**WHAT TO PRODUCE:** Return the records that follow unaltered. Omit every picture.

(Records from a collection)

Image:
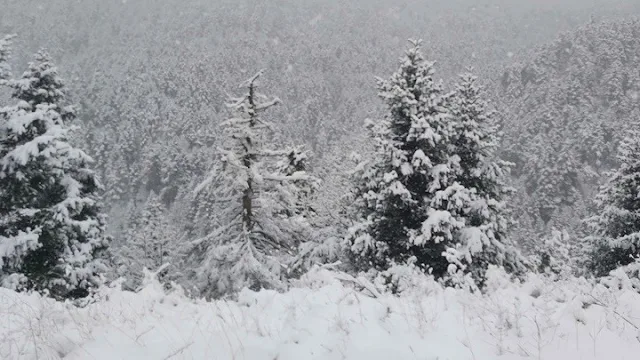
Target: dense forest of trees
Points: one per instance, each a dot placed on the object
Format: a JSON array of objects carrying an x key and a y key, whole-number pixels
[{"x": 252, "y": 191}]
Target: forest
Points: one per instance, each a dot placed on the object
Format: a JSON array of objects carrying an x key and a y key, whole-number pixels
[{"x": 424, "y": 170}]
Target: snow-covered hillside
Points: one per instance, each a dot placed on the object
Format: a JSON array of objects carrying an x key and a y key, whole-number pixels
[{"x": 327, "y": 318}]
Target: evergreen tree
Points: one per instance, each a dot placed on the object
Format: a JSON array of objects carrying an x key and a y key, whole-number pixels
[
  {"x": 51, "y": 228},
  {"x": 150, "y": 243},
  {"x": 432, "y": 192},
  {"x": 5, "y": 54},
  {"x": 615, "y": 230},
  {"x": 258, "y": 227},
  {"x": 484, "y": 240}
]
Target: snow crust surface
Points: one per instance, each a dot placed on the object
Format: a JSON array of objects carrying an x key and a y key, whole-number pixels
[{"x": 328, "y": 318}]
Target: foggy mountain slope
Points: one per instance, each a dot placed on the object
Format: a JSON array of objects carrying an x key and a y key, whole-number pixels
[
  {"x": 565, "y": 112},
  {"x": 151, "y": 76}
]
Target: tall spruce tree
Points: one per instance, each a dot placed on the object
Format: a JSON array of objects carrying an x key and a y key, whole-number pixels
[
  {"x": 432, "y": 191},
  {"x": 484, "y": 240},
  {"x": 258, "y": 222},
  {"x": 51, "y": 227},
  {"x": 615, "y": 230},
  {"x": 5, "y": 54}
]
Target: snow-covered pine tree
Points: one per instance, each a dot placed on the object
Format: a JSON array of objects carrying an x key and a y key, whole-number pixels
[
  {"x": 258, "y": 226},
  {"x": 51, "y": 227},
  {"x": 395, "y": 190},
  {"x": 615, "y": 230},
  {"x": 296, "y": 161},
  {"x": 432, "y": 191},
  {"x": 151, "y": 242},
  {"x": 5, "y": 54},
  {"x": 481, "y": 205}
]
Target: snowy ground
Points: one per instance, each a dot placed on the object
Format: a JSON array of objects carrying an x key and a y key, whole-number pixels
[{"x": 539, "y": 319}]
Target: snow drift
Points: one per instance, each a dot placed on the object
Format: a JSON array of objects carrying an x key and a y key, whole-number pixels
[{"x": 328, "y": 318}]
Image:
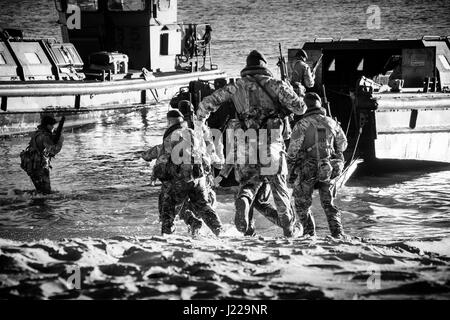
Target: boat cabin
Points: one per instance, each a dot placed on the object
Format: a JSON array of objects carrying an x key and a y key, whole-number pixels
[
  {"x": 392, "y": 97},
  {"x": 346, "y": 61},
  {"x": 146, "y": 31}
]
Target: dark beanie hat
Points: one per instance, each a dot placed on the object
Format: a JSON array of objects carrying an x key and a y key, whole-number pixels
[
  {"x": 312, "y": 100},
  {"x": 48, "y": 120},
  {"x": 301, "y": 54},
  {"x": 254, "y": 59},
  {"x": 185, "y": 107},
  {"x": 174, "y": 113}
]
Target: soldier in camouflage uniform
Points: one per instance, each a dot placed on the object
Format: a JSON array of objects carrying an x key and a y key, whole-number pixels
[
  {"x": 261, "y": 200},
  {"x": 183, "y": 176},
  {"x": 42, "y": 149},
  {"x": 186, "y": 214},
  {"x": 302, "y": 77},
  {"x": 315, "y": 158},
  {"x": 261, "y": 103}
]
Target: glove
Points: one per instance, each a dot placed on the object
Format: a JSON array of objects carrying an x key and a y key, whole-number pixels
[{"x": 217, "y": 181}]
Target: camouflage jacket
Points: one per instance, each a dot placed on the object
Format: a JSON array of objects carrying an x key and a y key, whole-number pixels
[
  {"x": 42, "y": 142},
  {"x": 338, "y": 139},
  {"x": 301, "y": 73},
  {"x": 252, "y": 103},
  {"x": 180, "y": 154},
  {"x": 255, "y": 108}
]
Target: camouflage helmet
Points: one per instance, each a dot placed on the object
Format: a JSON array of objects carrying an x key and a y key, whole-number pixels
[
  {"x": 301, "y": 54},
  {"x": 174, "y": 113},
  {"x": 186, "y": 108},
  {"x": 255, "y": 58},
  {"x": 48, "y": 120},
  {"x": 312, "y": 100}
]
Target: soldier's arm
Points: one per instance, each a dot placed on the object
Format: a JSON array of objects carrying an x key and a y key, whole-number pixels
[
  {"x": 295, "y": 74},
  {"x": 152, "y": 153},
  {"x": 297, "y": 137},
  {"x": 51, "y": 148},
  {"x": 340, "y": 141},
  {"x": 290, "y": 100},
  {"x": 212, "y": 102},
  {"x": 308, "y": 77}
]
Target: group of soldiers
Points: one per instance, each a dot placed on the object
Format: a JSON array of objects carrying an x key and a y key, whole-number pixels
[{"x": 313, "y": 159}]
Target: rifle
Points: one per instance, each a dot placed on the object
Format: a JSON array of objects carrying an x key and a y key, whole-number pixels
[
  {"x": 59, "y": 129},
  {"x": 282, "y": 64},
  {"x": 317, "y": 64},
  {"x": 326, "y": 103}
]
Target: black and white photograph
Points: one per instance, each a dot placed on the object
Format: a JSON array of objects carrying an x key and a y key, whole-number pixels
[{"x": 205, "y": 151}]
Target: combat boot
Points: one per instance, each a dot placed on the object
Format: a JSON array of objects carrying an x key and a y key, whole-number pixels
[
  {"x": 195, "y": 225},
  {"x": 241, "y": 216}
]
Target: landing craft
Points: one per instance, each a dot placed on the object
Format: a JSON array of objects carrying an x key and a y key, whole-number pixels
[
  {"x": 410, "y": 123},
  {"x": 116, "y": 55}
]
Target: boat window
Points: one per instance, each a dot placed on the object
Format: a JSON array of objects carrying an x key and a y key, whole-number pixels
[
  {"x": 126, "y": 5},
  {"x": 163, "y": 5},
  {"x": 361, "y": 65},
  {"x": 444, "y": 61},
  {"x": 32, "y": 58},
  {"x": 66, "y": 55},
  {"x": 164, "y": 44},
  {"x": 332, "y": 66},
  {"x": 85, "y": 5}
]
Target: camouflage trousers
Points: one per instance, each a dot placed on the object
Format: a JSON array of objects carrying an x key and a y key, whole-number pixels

**WRITTEN ANSWER:**
Image:
Target: dense forest of trees
Points: one per instance, each a dot placed on the object
Format: a JSON array of objects carrying an x key and a y key, whole-number pixels
[{"x": 252, "y": 191}]
Target: forest
Points: one per instance, each a dot placed on the object
Format: a JSON array of objects carrying an x key and a y key, whole-number pixels
[{"x": 424, "y": 170}]
Target: snow-covered hillside
Points: one per instance, each a dot placed on the object
Format: a JSON array of objects carrying an x key and a y key, whole-number pixels
[{"x": 327, "y": 318}]
Target: evergreen tree
Points: one per instance, each a dot placed on the object
Format: a JSON array of objects carrying an x key and a y key, whole-number pixels
[
  {"x": 51, "y": 228},
  {"x": 150, "y": 243},
  {"x": 432, "y": 192},
  {"x": 5, "y": 54},
  {"x": 615, "y": 230},
  {"x": 258, "y": 227},
  {"x": 484, "y": 240}
]
Target: snow crust surface
Points: one per instance, each a dot placed on the object
Format: a JSON array of objects carrying an x key and a y key, whole-number pixels
[{"x": 328, "y": 318}]
Target: foggy mountain slope
Points: one per instance, each a dot placed on the object
Format: a JSON array of objects carrying an x key and a y key, whole-number pixels
[
  {"x": 565, "y": 112},
  {"x": 151, "y": 76}
]
Target: tall spruce tree
Points: one per instance, each a dot placed on the object
Format: a JSON array of objects carrying an x key and a y key, whole-number pixels
[
  {"x": 432, "y": 191},
  {"x": 484, "y": 240},
  {"x": 258, "y": 222},
  {"x": 51, "y": 227},
  {"x": 615, "y": 230},
  {"x": 5, "y": 54}
]
Target: snow-covered pine tree
Points: one per instance, each a dot placed on the object
Format: a JSON array of objects carrying an x key and a y key, whole-number pixels
[
  {"x": 258, "y": 226},
  {"x": 51, "y": 227},
  {"x": 395, "y": 190},
  {"x": 615, "y": 230},
  {"x": 296, "y": 161},
  {"x": 432, "y": 191},
  {"x": 151, "y": 242},
  {"x": 5, "y": 54},
  {"x": 481, "y": 205}
]
Target: snowy ground
Points: one per instance, each a dot placed on the object
Format: a JSON array of objects carrying an x key and a y key, whole-number pixels
[{"x": 539, "y": 319}]
Target: snow drift
Points: one per instance, each a dot placed on the object
Format: a JSON array of objects carrying an x key and a y key, whole-number pixels
[{"x": 328, "y": 318}]
Image:
Target: boat cabin
Points: one per instance, each a dot placed on the object
Format: a JSON array of objects carrying an x key and a y key, whole-number pixels
[
  {"x": 392, "y": 97},
  {"x": 346, "y": 61},
  {"x": 146, "y": 31}
]
Target: dark beanie hat
Points: one per instance, each a dot placed on the object
Format: a JSON array of objects carrying an x key and a y key, whole-number pixels
[
  {"x": 312, "y": 100},
  {"x": 48, "y": 120},
  {"x": 301, "y": 54},
  {"x": 254, "y": 59},
  {"x": 185, "y": 107},
  {"x": 174, "y": 113}
]
Target: soldier in camouflage uniform
Points: one per instance, each a dot placed on the object
Format: a JSON array of objects carrying an x key and a y key, whole-number pixels
[
  {"x": 261, "y": 200},
  {"x": 183, "y": 176},
  {"x": 42, "y": 149},
  {"x": 186, "y": 214},
  {"x": 302, "y": 77},
  {"x": 315, "y": 158},
  {"x": 261, "y": 103}
]
Target: glove
Points: one per instance, each a dot placed on the object
Format: a JSON array of objects carrying an x key and a y key, whole-number pixels
[{"x": 217, "y": 181}]
Target: camouflage jacket
Points: one per instance, each a dot placed on the object
Format: a JSON array of objects carrying an x key and a y key, whole-number pixels
[
  {"x": 42, "y": 142},
  {"x": 338, "y": 139},
  {"x": 301, "y": 73},
  {"x": 252, "y": 103},
  {"x": 180, "y": 154},
  {"x": 255, "y": 108}
]
Target: camouflage helmet
Points: one per instance, each a dot placed on the object
Format: a JSON array of objects carrying an x key and a y key, whole-number pixels
[
  {"x": 301, "y": 54},
  {"x": 174, "y": 113},
  {"x": 186, "y": 108},
  {"x": 255, "y": 58},
  {"x": 48, "y": 120},
  {"x": 312, "y": 100}
]
Target: soldier's arm
Points: one per instance, each a dot placed on the object
Format: a JSON array of objects carrying an x key and a y key, whole-number pixels
[
  {"x": 295, "y": 74},
  {"x": 152, "y": 153},
  {"x": 297, "y": 137},
  {"x": 51, "y": 148},
  {"x": 340, "y": 141},
  {"x": 290, "y": 100},
  {"x": 212, "y": 102},
  {"x": 308, "y": 77}
]
Target: group of soldiers
Points: one per instance, each a dot placed on the object
Format: a JSON array of objects carrying an x key and a y key, whole-number pixels
[{"x": 313, "y": 159}]
Target: rifle
Points: one per instance, each a dot placed on the object
Format: a JSON array of objects carrying an x key and a y key, whole-number pixels
[
  {"x": 59, "y": 129},
  {"x": 282, "y": 64},
  {"x": 317, "y": 64},
  {"x": 326, "y": 103}
]
Target: black and white photograph
Points: one per instance, each a dot placed on the object
Format: a JSON array of objects carrying an x key and a y key, whole-number pixels
[{"x": 205, "y": 151}]
Target: combat boot
Points: one per instance, each a dot placed on the object
Format: a JSON array of objects carrying an x key and a y key, whole-number pixels
[
  {"x": 195, "y": 225},
  {"x": 241, "y": 216}
]
Target: landing craft
Points: one per instance, each a dot placed on the object
Format: a JSON array of objects carrying an x key and a y key, whole-number pixels
[
  {"x": 410, "y": 123},
  {"x": 116, "y": 55}
]
Target: boat window
Points: one per instance, each a dot placed on the object
Format: a JSON array of objects carrying an x key and a y key, whole-number pixels
[
  {"x": 126, "y": 5},
  {"x": 163, "y": 5},
  {"x": 361, "y": 65},
  {"x": 444, "y": 61},
  {"x": 32, "y": 58},
  {"x": 66, "y": 55},
  {"x": 164, "y": 44},
  {"x": 332, "y": 66},
  {"x": 85, "y": 5}
]
Target: camouflage trousers
Points: one per instance, each a dot placed on the object
Format: a JSON array of objects carrying an x key and a y key, whole-number pixels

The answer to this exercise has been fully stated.